-- DOCUMENT EXTRACT follows --

Sunday, May 27, 2007

In loving memory of Lusitania Andrews


To round off a very dull wet Sunday, TV offered a choice of either a documentary about the wreck of a pirate ship, or the BBC's full blown drama-documentary on the sinking of the Lusitania. In this, Winston Churchill and the Admiralty manipulated some perfectly decent German submariners into torpedoing the liner. The ship was also packed full of some contraband explosives, though the programme did stop short of implying they had been loaded aboard to make sure that the loss was catastrophic.

The BBC's offerings (what I see of them, I certainly spend far more time on their website than actually watching the box) are often enlivened by contempt for and revulsion at 'the government'. I recall a particularly egregious episode of Doctor Who, in which flatulent alien pigs had taken over 10 Downing Street. Here in this case, the account of the historic likelihoods was so skewed as to suggest that the Lusitania was being treated as a metaphor or a symbol of bad faith between government and civilian population. I have no objection to the BBC scoring points, but does history have to be so unscrupulously co-opted?

-- DOCUMENT EXTRACT concluded --
-- DATA SUPPLIED follows --

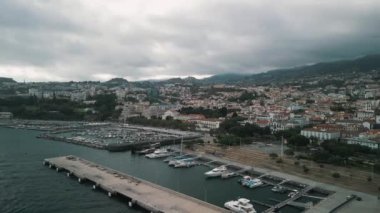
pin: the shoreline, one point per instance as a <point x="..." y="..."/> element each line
<point x="369" y="203"/>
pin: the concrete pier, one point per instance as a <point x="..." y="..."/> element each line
<point x="147" y="195"/>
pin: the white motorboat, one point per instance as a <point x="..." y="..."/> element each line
<point x="242" y="205"/>
<point x="159" y="153"/>
<point x="279" y="189"/>
<point x="293" y="193"/>
<point x="184" y="163"/>
<point x="216" y="172"/>
<point x="250" y="182"/>
<point x="227" y="174"/>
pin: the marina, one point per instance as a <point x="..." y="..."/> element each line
<point x="139" y="192"/>
<point x="189" y="181"/>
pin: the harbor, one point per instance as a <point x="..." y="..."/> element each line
<point x="29" y="152"/>
<point x="139" y="192"/>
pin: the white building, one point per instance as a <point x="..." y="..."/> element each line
<point x="207" y="124"/>
<point x="6" y="115"/>
<point x="321" y="134"/>
<point x="363" y="141"/>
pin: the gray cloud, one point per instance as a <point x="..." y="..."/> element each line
<point x="81" y="40"/>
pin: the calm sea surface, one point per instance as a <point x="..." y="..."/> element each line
<point x="28" y="186"/>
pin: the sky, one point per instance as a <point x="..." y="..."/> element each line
<point x="63" y="40"/>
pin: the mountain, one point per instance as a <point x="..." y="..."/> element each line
<point x="345" y="68"/>
<point x="7" y="80"/>
<point x="337" y="68"/>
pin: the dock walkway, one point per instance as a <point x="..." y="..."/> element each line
<point x="147" y="195"/>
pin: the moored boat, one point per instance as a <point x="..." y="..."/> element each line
<point x="250" y="182"/>
<point x="159" y="153"/>
<point x="242" y="205"/>
<point x="216" y="172"/>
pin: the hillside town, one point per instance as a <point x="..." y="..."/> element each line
<point x="347" y="111"/>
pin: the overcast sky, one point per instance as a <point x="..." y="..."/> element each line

-- DATA SUPPLIED concluded --

◆ **COMPLETE THE FOLLOWING**
**a)** In one to three sentences, explain why the writer of the blog post about the BBC's Lusitania drama suggests that the ship was being treated as a metaphor for bad faith between government and civilian population.
**b)** Pick up the blog post about the BBC's Lusitania drama after its final sentence and continue it.
The items have no connection to the blog post about the BBC's Lusitania drama.

◆ **ANSWERS TO THE PROBLEMS**
**a)** The writer says the drama's account of the historical likelihoods was so skewed that it suggested a symbolic purpose. Churchill and the Admiralty were shown manipulating decent German submariners into torpedoing the liner. This fits the writer's view that BBC output is often enlivened by contempt for "the government."

**b)**
But it all reminded me of this child's gravestone in Langley Marish churchyard: dying at 2 years and 11 months on July 6th, 1917, Lusitania Andrews had been born at around the outbreak of the war. For decades in the first half of the 20th century, ocean liners were a source of national prestige. Locomotives competed. In these latter days of unheroic technology, we have to make do with celebrities, who strive to be thinner, faster, consume more resources, etc. The name seemed suitable to Mr and Mrs Andrews for their little baby girl, as parents do pick on names that are in the media. After the terrible loss of the ship, perhaps they felt they had not after all chosen well, and that the little Lusitania was unluckily named. Sadly, they soon had reason to think as much.

I recall that in the Cinthio source narrative for Othello, Desdemona's father is (after it all) blamed for having given his murdered daughter such an unlucky name.